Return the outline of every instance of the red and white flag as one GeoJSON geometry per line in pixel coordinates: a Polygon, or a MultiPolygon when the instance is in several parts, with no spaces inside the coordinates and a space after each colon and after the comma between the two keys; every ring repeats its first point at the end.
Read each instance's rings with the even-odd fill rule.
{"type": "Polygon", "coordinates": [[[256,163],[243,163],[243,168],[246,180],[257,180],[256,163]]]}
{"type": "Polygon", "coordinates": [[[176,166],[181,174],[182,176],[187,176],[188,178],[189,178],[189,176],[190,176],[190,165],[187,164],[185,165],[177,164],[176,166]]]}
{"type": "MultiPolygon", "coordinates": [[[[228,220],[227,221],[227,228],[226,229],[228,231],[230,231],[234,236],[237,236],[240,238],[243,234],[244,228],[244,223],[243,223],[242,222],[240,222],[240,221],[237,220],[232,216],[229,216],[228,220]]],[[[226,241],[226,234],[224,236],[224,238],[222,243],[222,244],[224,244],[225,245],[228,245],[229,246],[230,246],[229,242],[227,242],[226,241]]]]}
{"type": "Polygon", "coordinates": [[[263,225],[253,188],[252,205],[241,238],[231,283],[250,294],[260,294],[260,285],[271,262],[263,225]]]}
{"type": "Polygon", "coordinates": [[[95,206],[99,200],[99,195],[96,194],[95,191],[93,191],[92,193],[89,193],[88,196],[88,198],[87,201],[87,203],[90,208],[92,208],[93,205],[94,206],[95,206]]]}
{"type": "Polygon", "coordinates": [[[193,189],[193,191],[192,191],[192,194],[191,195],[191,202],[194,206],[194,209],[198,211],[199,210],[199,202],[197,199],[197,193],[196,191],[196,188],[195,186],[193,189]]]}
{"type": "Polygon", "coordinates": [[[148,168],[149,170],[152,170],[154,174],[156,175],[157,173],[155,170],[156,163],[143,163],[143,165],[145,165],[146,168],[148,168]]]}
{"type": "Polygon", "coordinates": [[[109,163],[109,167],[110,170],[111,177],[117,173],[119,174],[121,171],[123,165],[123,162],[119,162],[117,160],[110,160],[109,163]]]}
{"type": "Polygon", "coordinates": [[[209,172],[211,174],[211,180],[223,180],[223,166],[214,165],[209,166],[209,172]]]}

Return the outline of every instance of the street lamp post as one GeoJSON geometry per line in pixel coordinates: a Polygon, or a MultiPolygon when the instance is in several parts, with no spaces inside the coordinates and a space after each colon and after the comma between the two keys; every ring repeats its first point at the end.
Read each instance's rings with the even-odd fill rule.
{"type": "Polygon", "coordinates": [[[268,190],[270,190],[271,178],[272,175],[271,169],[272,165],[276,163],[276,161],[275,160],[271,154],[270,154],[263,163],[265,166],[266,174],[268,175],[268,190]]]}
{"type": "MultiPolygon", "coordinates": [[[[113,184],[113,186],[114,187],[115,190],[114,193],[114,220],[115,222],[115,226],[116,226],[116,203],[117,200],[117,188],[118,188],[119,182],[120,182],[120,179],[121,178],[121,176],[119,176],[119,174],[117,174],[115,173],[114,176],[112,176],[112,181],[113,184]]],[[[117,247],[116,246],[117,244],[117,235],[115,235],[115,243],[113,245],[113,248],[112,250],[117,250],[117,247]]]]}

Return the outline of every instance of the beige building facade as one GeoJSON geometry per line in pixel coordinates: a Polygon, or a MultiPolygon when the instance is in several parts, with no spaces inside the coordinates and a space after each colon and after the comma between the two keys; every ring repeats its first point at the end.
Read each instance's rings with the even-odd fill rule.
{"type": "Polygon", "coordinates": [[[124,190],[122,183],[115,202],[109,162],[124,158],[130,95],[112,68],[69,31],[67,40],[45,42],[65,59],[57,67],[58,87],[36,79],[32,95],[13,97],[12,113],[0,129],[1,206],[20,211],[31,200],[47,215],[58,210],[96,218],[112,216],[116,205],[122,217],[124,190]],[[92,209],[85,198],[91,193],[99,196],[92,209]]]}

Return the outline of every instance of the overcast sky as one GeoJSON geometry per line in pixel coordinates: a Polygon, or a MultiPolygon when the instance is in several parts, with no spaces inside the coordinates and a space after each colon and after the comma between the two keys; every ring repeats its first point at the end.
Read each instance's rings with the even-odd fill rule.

===

Reproduce every line of the records above verbatim, keeping their original order.

Return the outline of every instance of the red and white flag as one GeoJSON geometry per line in pixel coordinates: a Polygon, or a MultiPolygon when the instance is in several parts, with no spaces inside the coordinates and a space after each colon and after the comma between the two keys; every ring repeats its first point at the end.
Read each instance's rings with the even-odd fill rule.
{"type": "Polygon", "coordinates": [[[256,163],[243,163],[243,168],[246,180],[257,180],[256,163]]]}
{"type": "Polygon", "coordinates": [[[176,166],[181,174],[182,176],[187,176],[188,178],[189,178],[189,176],[190,176],[190,165],[187,164],[185,165],[177,164],[176,166]]]}
{"type": "MultiPolygon", "coordinates": [[[[228,220],[227,221],[227,228],[226,229],[228,231],[230,231],[234,236],[237,236],[240,238],[243,234],[244,228],[244,223],[243,223],[242,222],[240,222],[240,221],[237,220],[232,216],[229,216],[228,220]]],[[[226,241],[226,234],[224,236],[224,238],[222,243],[222,244],[224,244],[225,245],[228,245],[229,246],[230,246],[229,242],[227,242],[226,241]]]]}
{"type": "Polygon", "coordinates": [[[263,225],[253,188],[252,205],[241,238],[231,283],[250,294],[260,294],[260,285],[271,262],[263,225]]]}
{"type": "Polygon", "coordinates": [[[95,206],[99,200],[99,195],[96,194],[95,191],[93,191],[92,193],[89,193],[88,196],[88,198],[87,201],[87,203],[90,208],[92,208],[93,205],[94,206],[95,206]]]}
{"type": "Polygon", "coordinates": [[[193,189],[193,191],[192,191],[192,194],[191,195],[191,202],[194,206],[194,209],[198,211],[199,210],[199,202],[197,199],[197,193],[196,191],[196,188],[195,186],[193,189]]]}
{"type": "Polygon", "coordinates": [[[148,168],[149,170],[152,170],[154,174],[156,175],[157,173],[155,170],[156,163],[143,163],[143,165],[145,165],[146,168],[148,168]]]}
{"type": "Polygon", "coordinates": [[[109,163],[109,167],[110,170],[111,177],[117,173],[119,174],[121,171],[123,165],[123,162],[119,162],[117,160],[110,160],[109,163]]]}
{"type": "Polygon", "coordinates": [[[209,172],[211,174],[211,180],[223,180],[223,166],[214,165],[209,166],[209,172]]]}

Return the outline of every instance of the street lamp post as one GeoJSON geometry per line in pixel coordinates: a Polygon, or a MultiPolygon when the instance is in several parts, with no spaces inside the coordinates and a space after each colon and after the comma between the two keys; every ring repeats its first point at the end.
Read each instance's rings with the even-odd fill rule.
{"type": "Polygon", "coordinates": [[[268,190],[270,190],[271,178],[272,175],[271,169],[272,165],[276,163],[276,161],[275,160],[271,154],[270,154],[263,163],[265,166],[266,174],[268,175],[268,190]]]}
{"type": "MultiPolygon", "coordinates": [[[[113,184],[113,186],[114,187],[115,190],[114,193],[114,220],[115,222],[115,226],[116,226],[116,203],[117,200],[117,188],[118,188],[119,182],[120,182],[120,179],[121,178],[121,176],[119,176],[119,174],[117,174],[115,173],[114,176],[112,176],[112,181],[113,184]]],[[[117,247],[116,246],[117,244],[117,235],[115,235],[115,243],[113,245],[113,248],[112,250],[117,250],[117,247]]]]}

Return the outline of every instance of the beige building facade as one GeoJSON geometry per line in pixel coordinates: a Polygon, or a MultiPolygon when the instance is in several parts, with no spaces inside the coordinates and a space after each colon and after the comma between the two keys; every ring repeats its first point at the end.
Read each instance's rings with the even-odd fill rule.
{"type": "Polygon", "coordinates": [[[124,190],[122,183],[115,202],[109,162],[124,158],[130,95],[112,68],[69,31],[67,40],[45,42],[65,59],[57,67],[58,87],[36,79],[32,95],[13,97],[12,113],[0,129],[1,206],[20,211],[31,200],[47,215],[58,210],[96,218],[112,216],[116,205],[122,217],[124,190]],[[92,209],[85,198],[91,193],[99,196],[92,209]]]}

Return the outline of every instance of the overcast sky as one GeoJSON geometry per line in pixel coordinates: a Polygon, or a MultiPolygon when the instance is in several parts, with no spaces inside the coordinates and a space after each colon and after the comma between the two keys; every ring repeats its first point at the end.
Read each instance's rings with the even-odd fill rule.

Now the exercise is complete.